Transcribe every record that appears below, exactly and in full.

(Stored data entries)
┌──

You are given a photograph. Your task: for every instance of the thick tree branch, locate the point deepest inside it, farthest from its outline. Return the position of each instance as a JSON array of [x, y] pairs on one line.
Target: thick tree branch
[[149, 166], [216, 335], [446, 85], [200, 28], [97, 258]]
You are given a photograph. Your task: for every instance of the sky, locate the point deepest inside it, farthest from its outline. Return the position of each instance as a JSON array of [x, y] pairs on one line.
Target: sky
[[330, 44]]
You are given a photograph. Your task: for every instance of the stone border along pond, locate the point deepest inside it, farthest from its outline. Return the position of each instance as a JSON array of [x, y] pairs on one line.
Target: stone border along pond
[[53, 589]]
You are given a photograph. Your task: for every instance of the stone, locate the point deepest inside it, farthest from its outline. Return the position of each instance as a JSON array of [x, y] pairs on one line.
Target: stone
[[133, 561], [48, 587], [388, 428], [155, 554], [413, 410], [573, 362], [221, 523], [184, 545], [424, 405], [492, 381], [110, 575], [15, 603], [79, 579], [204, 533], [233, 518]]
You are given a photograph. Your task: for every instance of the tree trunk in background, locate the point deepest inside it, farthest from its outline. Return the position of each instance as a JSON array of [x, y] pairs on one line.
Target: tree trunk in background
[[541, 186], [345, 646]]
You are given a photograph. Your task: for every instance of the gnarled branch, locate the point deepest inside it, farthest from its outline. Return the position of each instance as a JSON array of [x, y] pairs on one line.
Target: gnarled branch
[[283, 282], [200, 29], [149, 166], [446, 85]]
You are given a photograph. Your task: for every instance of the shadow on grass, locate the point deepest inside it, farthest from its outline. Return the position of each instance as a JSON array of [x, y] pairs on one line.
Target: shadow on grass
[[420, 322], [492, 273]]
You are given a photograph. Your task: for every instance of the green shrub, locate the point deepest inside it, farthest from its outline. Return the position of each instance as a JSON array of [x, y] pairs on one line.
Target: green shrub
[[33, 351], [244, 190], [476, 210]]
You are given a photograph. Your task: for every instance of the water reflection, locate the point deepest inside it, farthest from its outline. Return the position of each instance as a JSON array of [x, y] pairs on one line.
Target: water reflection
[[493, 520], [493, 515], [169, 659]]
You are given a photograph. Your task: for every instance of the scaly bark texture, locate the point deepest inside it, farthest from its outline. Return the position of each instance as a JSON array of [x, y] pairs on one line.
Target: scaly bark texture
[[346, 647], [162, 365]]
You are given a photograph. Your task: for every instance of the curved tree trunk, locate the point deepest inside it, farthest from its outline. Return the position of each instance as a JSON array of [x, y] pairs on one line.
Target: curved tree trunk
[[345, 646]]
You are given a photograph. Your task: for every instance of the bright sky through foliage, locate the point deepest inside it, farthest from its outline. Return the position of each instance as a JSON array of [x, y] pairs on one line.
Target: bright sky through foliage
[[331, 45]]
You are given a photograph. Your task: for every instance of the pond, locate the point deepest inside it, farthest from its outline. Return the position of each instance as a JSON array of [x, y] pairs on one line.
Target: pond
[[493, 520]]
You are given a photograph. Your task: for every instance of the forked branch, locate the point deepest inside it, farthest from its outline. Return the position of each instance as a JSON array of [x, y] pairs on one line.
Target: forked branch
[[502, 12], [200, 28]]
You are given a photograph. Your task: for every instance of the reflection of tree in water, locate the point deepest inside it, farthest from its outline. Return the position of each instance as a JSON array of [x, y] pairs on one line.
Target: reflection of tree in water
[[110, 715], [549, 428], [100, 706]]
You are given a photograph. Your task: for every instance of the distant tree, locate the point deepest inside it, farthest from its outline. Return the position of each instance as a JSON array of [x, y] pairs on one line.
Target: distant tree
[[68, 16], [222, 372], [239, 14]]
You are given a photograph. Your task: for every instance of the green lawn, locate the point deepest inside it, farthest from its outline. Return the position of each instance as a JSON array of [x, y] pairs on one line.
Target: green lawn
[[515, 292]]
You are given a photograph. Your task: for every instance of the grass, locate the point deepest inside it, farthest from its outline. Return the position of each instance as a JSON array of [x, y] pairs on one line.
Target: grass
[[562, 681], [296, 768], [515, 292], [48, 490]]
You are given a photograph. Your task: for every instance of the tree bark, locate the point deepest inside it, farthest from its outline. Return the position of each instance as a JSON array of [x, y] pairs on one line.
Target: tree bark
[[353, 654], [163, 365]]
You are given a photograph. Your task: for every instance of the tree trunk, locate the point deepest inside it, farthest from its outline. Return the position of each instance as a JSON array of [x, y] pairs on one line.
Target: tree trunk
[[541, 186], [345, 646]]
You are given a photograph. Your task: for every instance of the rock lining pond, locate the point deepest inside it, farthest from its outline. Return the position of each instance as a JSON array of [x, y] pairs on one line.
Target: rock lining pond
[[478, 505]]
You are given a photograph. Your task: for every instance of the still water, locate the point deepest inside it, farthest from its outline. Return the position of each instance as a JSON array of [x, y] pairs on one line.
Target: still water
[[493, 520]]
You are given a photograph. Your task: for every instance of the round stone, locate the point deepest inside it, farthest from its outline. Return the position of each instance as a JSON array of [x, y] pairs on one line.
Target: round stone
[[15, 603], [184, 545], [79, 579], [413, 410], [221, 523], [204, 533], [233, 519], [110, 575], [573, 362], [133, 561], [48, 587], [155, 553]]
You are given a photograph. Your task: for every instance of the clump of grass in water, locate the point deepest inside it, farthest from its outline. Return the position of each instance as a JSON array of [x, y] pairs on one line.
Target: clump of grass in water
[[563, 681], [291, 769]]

└──

● **ANSWER**:
You are given a photograph. Your task: for every instance of the thick tree branch, locate the point deepest inside it, farthest from its outline. Return the position of each instance as a JSON array of [x, y] pairs on one line.
Target: thick tree branch
[[149, 166], [216, 335], [446, 85], [200, 28], [97, 258]]
You are given a photograph. Your task: for every instance of the sky, locate the point deepest inside it, farthest from its outline. Return the position of each instance as a JSON array of [x, y] pairs on one line.
Target: sky
[[330, 44]]
You are given a photograph. Your task: for every instance of the stone border along pond, locate the point deepest inside it, farthest from its outline. Return the position of each instance as a JSON array of [x, y] pairs on one line.
Target: stone border along pond
[[53, 589]]
You are given a photograph. Your task: for every instance of the stone, locate the point deepest inside it, farthest from its outline. Return the position of each instance as a JSON array of [x, y] pairs on one line.
Target: stone
[[133, 561], [48, 587], [388, 428], [155, 554], [413, 410], [573, 362], [221, 523], [184, 545], [424, 405], [492, 381], [110, 575], [15, 603], [79, 579], [204, 533], [233, 518]]
You are given a photograph. Your task: for every instance of the tree trunk in background, locate the point deepest inside it, farthest from its outline. Return the position of each instance as a JSON array of [x, y] pairs on one line.
Target: tree trunk in background
[[541, 186], [345, 646]]
You are given a photograph. Your task: for every instance of the gnarled branch, locate the point deepest inside it, farthest from its outline. Return the position of each instance as a JSON array of [x, y] pairs on one line.
Target: gnarled branch
[[283, 282], [200, 29], [149, 166], [446, 85]]
You are given a photograph. Your task: for every instance of the shadow on grass, locate the point deepest inside it, farthest from its outline. Return the position of each instance as a JSON array of [x, y] pairs on one line.
Target: shadow on grass
[[420, 322], [492, 273]]
You are given a photograph. Your task: for every instance of the green shrub, locate the point deepest inside it, farthest from its outline. Return the position of each instance as a JSON array of [x, y] pairs on one line.
Target: green shrub
[[33, 351], [244, 190], [476, 210]]
You are given a photograph. Your task: for every instance of the water reflection, locate the point deepest inside it, farthest from its outline. Return the position of each instance as a JSON array of [x, y] pairs on one line.
Target: water reflection
[[493, 520], [493, 515], [169, 659]]
You are given a photograph. Your task: for every instance of the scaly bark texture, locate the point deepest inside it, farthest from its outline. Return the position of each instance as a JSON array of [x, y] pairs on one line.
Target: scaly bark texture
[[346, 647], [162, 365]]
You are given a photograph. Your task: for every instance of the curved tree trunk, locate the point deepest inside it, farthest from its outline. Return the position of each instance as a JSON array of [x, y] pairs on one line.
Target: curved tree trunk
[[345, 646]]
You are given a photograph. Your task: for every instance of the bright sky through foliage, locate the point deepest inside it, farthest from its outline. Return the position of each instance as a JSON array of [x, y] pairs on one line.
Target: bright sky through foliage
[[331, 45]]
You are given a photograph. Your task: for every instance of the pond, locate the point deepest inside it, farthest from its outline. Return the position of each instance as a JSON array of [x, y] pairs on one line.
Target: pond
[[493, 520]]
You are given a photograph. Your task: for every instance of the forked branch, locate the point deepest inside it, farthest from its outline. Return the position of each instance as a JSON array of [x, y] pairs on one line.
Target: forked branch
[[502, 12], [200, 28]]
You are given a photograph. Your task: for every instance of the reflection of tree in water, locate the point deepest inside it, farthest from its outline. Return the position of each instance as a JSON array of [x, y] pairs on one line.
Target: reflection of tree in water
[[110, 715], [549, 428], [100, 706]]
You are given a photograph. Your task: for every instance of the distant tree, locate the point deepest inside it, farthest from its outline. Return the position of each instance as a JSON array of [x, y] pairs on one line.
Target: distant tree
[[68, 16], [222, 372], [239, 14]]
You are given a photograph. Your task: for every instance of the green lawn, locate the point deepest inside it, farthest from its outline. Return the position of each instance as a JSON array of [x, y] pairs on one line.
Target: green lawn
[[515, 292]]
You are given a photograph. Your task: for every instance of the grass, locate the point deepest inside it, farthest from its outline. Return the position of each instance as a JSON array of [x, y] pairs on one line.
Target: grass
[[562, 681], [296, 768], [515, 292], [48, 490]]
You are given a photograph. Your task: for every instance of the tree bark, locate the point deepest inside it, farthest from its outline. Return the position of each instance as a JSON array of [x, y] pairs on one line.
Target: tree bark
[[353, 654], [163, 365]]
You are given a photograph. Your task: for every instance of the tree trunk, locate the point deepest inside it, farthest from its outline. Return the position of each instance as a JSON array of [x, y] pairs on one line.
Target: tree trunk
[[541, 186], [345, 646]]
You are given a photograph. Your task: for every instance of the rock lining pond, locate the point deepest inside it, farthest from its outline. Return the position of each instance as a JSON array of [x, y] pairs on one line.
Target: rock lining pond
[[478, 505]]
You are given a photograph. Your task: for every instance of the still water, locate the point deepest inside it, farthest from its outline. Return the position of each instance as a JSON array of [x, y] pairs on one line.
Target: still water
[[493, 520]]
You are given a photograph. Your task: for every instance of the round stone, locate the point deepest inside it, farthest from its outline. Return the position of each instance as a JSON array of [x, y] pairs on one line.
Target: round stone
[[15, 603], [184, 545], [79, 579], [413, 410], [221, 523], [204, 533], [233, 519], [110, 575], [573, 362], [133, 561], [48, 587], [155, 553]]
You are given a photograph. Your task: for every instance of the clump of grass in water, locate the point deepest inside it, farthest from its outline. Return the position of each instance as a JSON array of [x, y] pairs on one line.
Target: clump of grass in water
[[563, 681], [291, 769]]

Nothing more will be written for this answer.